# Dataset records
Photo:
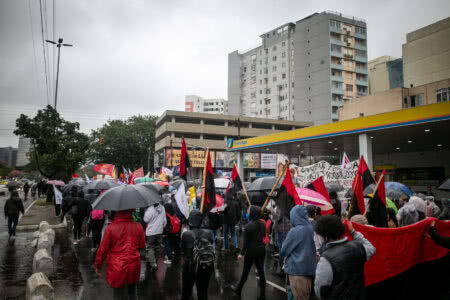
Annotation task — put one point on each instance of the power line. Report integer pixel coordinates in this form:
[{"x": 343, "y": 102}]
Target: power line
[
  {"x": 34, "y": 47},
  {"x": 45, "y": 56}
]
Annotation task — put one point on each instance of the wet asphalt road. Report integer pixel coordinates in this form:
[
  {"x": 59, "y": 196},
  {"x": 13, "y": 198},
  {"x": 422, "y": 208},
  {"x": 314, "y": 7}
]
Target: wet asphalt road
[{"x": 75, "y": 278}]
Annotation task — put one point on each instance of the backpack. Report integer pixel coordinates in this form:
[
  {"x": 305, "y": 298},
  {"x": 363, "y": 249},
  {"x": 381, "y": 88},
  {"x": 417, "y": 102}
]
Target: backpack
[
  {"x": 97, "y": 214},
  {"x": 203, "y": 254},
  {"x": 174, "y": 223}
]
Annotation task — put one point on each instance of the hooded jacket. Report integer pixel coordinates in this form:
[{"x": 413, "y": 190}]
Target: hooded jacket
[
  {"x": 121, "y": 243},
  {"x": 254, "y": 234},
  {"x": 298, "y": 247},
  {"x": 155, "y": 217}
]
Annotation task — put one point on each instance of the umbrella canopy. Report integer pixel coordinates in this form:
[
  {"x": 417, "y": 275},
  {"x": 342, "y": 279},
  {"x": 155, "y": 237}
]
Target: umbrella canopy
[
  {"x": 101, "y": 185},
  {"x": 445, "y": 185},
  {"x": 56, "y": 182},
  {"x": 313, "y": 197},
  {"x": 156, "y": 187},
  {"x": 78, "y": 181},
  {"x": 125, "y": 197},
  {"x": 263, "y": 184},
  {"x": 12, "y": 184},
  {"x": 334, "y": 187},
  {"x": 221, "y": 183}
]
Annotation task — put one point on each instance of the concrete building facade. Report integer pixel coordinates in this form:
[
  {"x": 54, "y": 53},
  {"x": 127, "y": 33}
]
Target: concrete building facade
[
  {"x": 302, "y": 71},
  {"x": 195, "y": 103},
  {"x": 8, "y": 155},
  {"x": 385, "y": 73},
  {"x": 396, "y": 99},
  {"x": 202, "y": 130},
  {"x": 426, "y": 54}
]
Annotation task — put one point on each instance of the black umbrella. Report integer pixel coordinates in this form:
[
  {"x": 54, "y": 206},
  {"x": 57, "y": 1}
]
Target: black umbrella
[
  {"x": 263, "y": 184},
  {"x": 126, "y": 197},
  {"x": 101, "y": 185},
  {"x": 445, "y": 186},
  {"x": 334, "y": 187}
]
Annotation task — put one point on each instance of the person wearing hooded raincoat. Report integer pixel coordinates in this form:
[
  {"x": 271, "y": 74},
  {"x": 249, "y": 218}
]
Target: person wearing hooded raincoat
[
  {"x": 253, "y": 251},
  {"x": 299, "y": 252},
  {"x": 121, "y": 243}
]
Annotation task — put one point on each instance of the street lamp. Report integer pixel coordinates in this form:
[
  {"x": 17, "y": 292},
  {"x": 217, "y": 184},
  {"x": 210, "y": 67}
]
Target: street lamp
[{"x": 59, "y": 44}]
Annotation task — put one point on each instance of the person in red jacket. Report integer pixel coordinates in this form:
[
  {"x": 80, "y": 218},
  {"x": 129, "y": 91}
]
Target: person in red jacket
[{"x": 121, "y": 243}]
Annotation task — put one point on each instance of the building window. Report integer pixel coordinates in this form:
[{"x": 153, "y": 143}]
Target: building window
[{"x": 442, "y": 95}]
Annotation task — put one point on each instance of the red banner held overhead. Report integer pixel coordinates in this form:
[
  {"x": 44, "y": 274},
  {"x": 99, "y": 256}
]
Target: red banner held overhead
[{"x": 105, "y": 169}]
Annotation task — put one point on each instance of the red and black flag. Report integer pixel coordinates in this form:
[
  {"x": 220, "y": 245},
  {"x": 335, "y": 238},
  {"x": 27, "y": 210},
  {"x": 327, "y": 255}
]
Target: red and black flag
[
  {"x": 235, "y": 184},
  {"x": 287, "y": 197},
  {"x": 209, "y": 194},
  {"x": 318, "y": 186},
  {"x": 377, "y": 211},
  {"x": 184, "y": 160},
  {"x": 363, "y": 178}
]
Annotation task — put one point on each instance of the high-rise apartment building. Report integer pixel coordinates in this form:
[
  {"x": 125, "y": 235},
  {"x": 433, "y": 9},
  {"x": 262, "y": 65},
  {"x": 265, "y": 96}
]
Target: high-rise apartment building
[
  {"x": 302, "y": 71},
  {"x": 194, "y": 103}
]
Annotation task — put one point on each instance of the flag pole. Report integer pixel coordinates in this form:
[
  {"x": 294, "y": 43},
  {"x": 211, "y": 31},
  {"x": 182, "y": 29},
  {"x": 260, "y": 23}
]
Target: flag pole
[
  {"x": 375, "y": 191},
  {"x": 275, "y": 185},
  {"x": 244, "y": 188},
  {"x": 204, "y": 181}
]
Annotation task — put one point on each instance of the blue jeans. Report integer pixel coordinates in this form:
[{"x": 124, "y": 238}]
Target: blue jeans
[
  {"x": 281, "y": 236},
  {"x": 228, "y": 228}
]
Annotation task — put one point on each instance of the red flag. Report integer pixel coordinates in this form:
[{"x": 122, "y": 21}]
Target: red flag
[
  {"x": 288, "y": 196},
  {"x": 184, "y": 160},
  {"x": 210, "y": 188},
  {"x": 138, "y": 173},
  {"x": 105, "y": 169},
  {"x": 318, "y": 186}
]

# Given problem
Put every line of the entries above into a JSON list of strings, one string per line, skipping blank lines and leaving out the pictures.

# Correct result
[
  "Photo:",
  "Annotation task — put one point on each instance of the power line. Report integer pixel coordinates in this form:",
  "[{\"x\": 343, \"y\": 102}]",
  "Target: power line",
  "[",
  "  {\"x\": 34, \"y\": 47},",
  "  {\"x\": 45, \"y\": 56}",
  "]",
  "Annotation task — put one point on each instance of the wet asphalt road. Report integer pixel coordinates in this form:",
  "[",
  "  {\"x\": 59, \"y\": 196},",
  "  {\"x\": 13, \"y\": 198},",
  "  {\"x\": 422, \"y\": 208},",
  "  {\"x\": 314, \"y\": 7}",
  "]",
  "Target: wet asphalt road",
  "[{\"x\": 75, \"y\": 278}]",
  "Annotation task — put one point on each instance of the backpack. Report integer pixel coordinates in this form:",
  "[",
  "  {\"x\": 305, \"y\": 298},",
  "  {\"x\": 363, \"y\": 249},",
  "  {\"x\": 381, \"y\": 88},",
  "  {\"x\": 417, \"y\": 102}",
  "]",
  "Target: backpack",
  "[",
  "  {\"x\": 97, \"y\": 214},",
  "  {\"x\": 203, \"y\": 254},",
  "  {\"x\": 174, \"y\": 223}",
  "]",
  "Annotation task — put one point on each instance of the hooded jacket. Report integer pixel coordinates in this form:",
  "[{\"x\": 413, \"y\": 190}]",
  "Target: hooded jacket",
  "[",
  "  {\"x\": 121, \"y\": 243},",
  "  {\"x\": 254, \"y\": 234},",
  "  {\"x\": 298, \"y\": 247},",
  "  {\"x\": 155, \"y\": 217}",
  "]",
  "Annotation task — put one point on each instance of the umbrella canopy. Report integer pixel coordinates in this form:",
  "[",
  "  {\"x\": 417, \"y\": 275},",
  "  {\"x\": 342, \"y\": 279},",
  "  {\"x\": 155, \"y\": 237}",
  "]",
  "Target: umbrella canopy",
  "[",
  "  {\"x\": 101, \"y\": 185},",
  "  {\"x\": 445, \"y\": 185},",
  "  {\"x\": 56, \"y\": 182},",
  "  {\"x\": 313, \"y\": 197},",
  "  {\"x\": 156, \"y\": 187},",
  "  {\"x\": 78, \"y\": 181},",
  "  {\"x\": 125, \"y\": 197},",
  "  {\"x\": 263, \"y\": 184},",
  "  {\"x\": 12, \"y\": 184},",
  "  {\"x\": 334, \"y\": 187},",
  "  {\"x\": 221, \"y\": 183}",
  "]",
  "Annotation task — put one point on each instance of the concrete building facade. Report integer pixel coordinates in this form:",
  "[",
  "  {\"x\": 54, \"y\": 53},",
  "  {\"x\": 127, \"y\": 33}",
  "]",
  "Target: concrete building facade",
  "[",
  "  {\"x\": 302, \"y\": 71},",
  "  {\"x\": 195, \"y\": 103},",
  "  {\"x\": 8, \"y\": 155},",
  "  {\"x\": 385, \"y\": 73},",
  "  {\"x\": 396, \"y\": 99},",
  "  {\"x\": 202, \"y\": 130},",
  "  {\"x\": 426, \"y\": 54}",
  "]",
  "Annotation task — put one point on each instance of the black umbrella. Report integer pixel coordinates in this form:",
  "[",
  "  {\"x\": 54, \"y\": 206},",
  "  {\"x\": 57, \"y\": 1}",
  "]",
  "Target: black umbrella",
  "[",
  "  {\"x\": 263, \"y\": 184},",
  "  {\"x\": 126, \"y\": 197},",
  "  {\"x\": 101, \"y\": 185},",
  "  {\"x\": 445, \"y\": 186},",
  "  {\"x\": 334, \"y\": 187}",
  "]",
  "Annotation task — put one point on each instance of the person wearing hooded raincoat. Report integer pixel coordinates in this form:",
  "[",
  "  {\"x\": 271, \"y\": 74},",
  "  {\"x\": 249, \"y\": 218}",
  "]",
  "Target: person wearing hooded raincoat",
  "[",
  "  {\"x\": 253, \"y\": 251},",
  "  {\"x\": 299, \"y\": 252},",
  "  {\"x\": 121, \"y\": 243}",
  "]",
  "Annotation task — put one point on each instance of the street lamp. Report integer pixel coordinates in this form:",
  "[",
  "  {\"x\": 17, \"y\": 292},",
  "  {\"x\": 217, \"y\": 184},",
  "  {\"x\": 210, \"y\": 67}",
  "]",
  "Target: street lamp",
  "[{\"x\": 59, \"y\": 44}]",
  "Annotation task — put one point on each instance of the person in red jacket. Report integer pixel coordinates in this form:",
  "[",
  "  {\"x\": 80, \"y\": 218},",
  "  {\"x\": 129, \"y\": 91}",
  "]",
  "Target: person in red jacket",
  "[{\"x\": 121, \"y\": 243}]",
  "Annotation task — put one point on each instance of the building window. Report integer pixel coordinates in this form:",
  "[{\"x\": 153, \"y\": 143}]",
  "Target: building window",
  "[{\"x\": 442, \"y\": 95}]",
  "Annotation task — put one point on each instance of the red banner held overhead. Report integer pixel coordinates in this form:",
  "[",
  "  {\"x\": 44, \"y\": 274},",
  "  {\"x\": 99, \"y\": 256}",
  "]",
  "Target: red banner held overhead",
  "[{\"x\": 105, \"y\": 169}]",
  "Annotation task — put one point on each instance of the red and black flag. Report integer pixel coordinates in this form:",
  "[",
  "  {\"x\": 220, \"y\": 245},",
  "  {\"x\": 335, \"y\": 238},",
  "  {\"x\": 27, \"y\": 210},",
  "  {\"x\": 327, \"y\": 255}",
  "]",
  "Target: red and black flag",
  "[",
  "  {\"x\": 235, \"y\": 184},",
  "  {\"x\": 287, \"y\": 197},",
  "  {\"x\": 209, \"y\": 194},",
  "  {\"x\": 318, \"y\": 186},",
  "  {\"x\": 377, \"y\": 211},",
  "  {\"x\": 184, \"y\": 160},",
  "  {\"x\": 363, \"y\": 178}",
  "]",
  "Annotation task — put one point on each instance of the high-rise apartment building. Report integer pixel coordinates in this form:",
  "[",
  "  {\"x\": 125, \"y\": 235},",
  "  {\"x\": 433, \"y\": 9},",
  "  {\"x\": 262, \"y\": 65},",
  "  {\"x\": 265, \"y\": 96}",
  "]",
  "Target: high-rise apartment building",
  "[",
  "  {\"x\": 302, \"y\": 71},",
  "  {\"x\": 194, \"y\": 103}",
  "]",
  "Annotation task — put one point on each instance of the flag pole. Report integer pixel coordinates in this form:",
  "[",
  "  {\"x\": 294, \"y\": 43},",
  "  {\"x\": 211, \"y\": 31},",
  "  {\"x\": 182, \"y\": 29},",
  "  {\"x\": 260, \"y\": 23}",
  "]",
  "Target: flag pole",
  "[",
  "  {\"x\": 375, \"y\": 191},",
  "  {\"x\": 275, \"y\": 185},",
  "  {\"x\": 244, \"y\": 188},",
  "  {\"x\": 204, \"y\": 181}",
  "]",
  "Annotation task — put one point on each instance of the blue jeans. Report integer pixel coordinates in this form:",
  "[{\"x\": 124, \"y\": 238}]",
  "Target: blue jeans",
  "[",
  "  {\"x\": 281, \"y\": 236},",
  "  {\"x\": 228, \"y\": 228}",
  "]",
  "Annotation task — put one point on each instance of the red flag. Report integer pixel coordinates in this form:",
  "[{\"x\": 122, \"y\": 21}]",
  "Target: red flag",
  "[",
  "  {\"x\": 288, \"y\": 196},",
  "  {\"x\": 184, \"y\": 160},",
  "  {\"x\": 210, \"y\": 188},",
  "  {\"x\": 138, \"y\": 173},",
  "  {\"x\": 105, \"y\": 169},",
  "  {\"x\": 318, \"y\": 186}",
  "]"
]